Work instruction: Looking at the entries underneath, work out how many lines contain "design". Write only that number.

Stored records:
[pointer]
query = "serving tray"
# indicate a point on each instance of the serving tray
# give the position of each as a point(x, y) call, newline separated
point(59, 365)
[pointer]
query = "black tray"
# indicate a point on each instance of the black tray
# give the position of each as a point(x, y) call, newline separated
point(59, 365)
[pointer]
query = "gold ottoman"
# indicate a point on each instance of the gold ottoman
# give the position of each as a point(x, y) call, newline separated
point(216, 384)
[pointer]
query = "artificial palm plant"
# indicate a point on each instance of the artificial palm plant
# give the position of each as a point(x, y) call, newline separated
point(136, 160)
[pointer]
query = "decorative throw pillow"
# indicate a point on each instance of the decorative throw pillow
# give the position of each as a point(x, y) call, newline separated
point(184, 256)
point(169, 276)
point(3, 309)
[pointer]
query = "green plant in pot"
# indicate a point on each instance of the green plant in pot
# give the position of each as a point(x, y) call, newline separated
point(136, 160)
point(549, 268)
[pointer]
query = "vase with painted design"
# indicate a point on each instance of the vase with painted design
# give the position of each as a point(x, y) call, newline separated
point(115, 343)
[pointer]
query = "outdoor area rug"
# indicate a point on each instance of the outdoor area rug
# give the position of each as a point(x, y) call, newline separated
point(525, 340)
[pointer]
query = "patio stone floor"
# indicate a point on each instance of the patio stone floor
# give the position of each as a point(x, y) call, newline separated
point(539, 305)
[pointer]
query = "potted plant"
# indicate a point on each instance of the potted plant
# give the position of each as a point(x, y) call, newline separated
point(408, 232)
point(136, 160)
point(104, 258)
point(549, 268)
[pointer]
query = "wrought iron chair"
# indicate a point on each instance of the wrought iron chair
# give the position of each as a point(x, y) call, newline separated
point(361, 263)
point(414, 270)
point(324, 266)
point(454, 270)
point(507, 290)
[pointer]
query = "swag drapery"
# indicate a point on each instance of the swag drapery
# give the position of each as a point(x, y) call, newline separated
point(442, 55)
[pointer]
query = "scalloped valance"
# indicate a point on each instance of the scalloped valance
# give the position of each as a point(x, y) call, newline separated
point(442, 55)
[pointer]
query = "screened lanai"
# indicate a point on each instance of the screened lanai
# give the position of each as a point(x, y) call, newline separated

Task solution: 2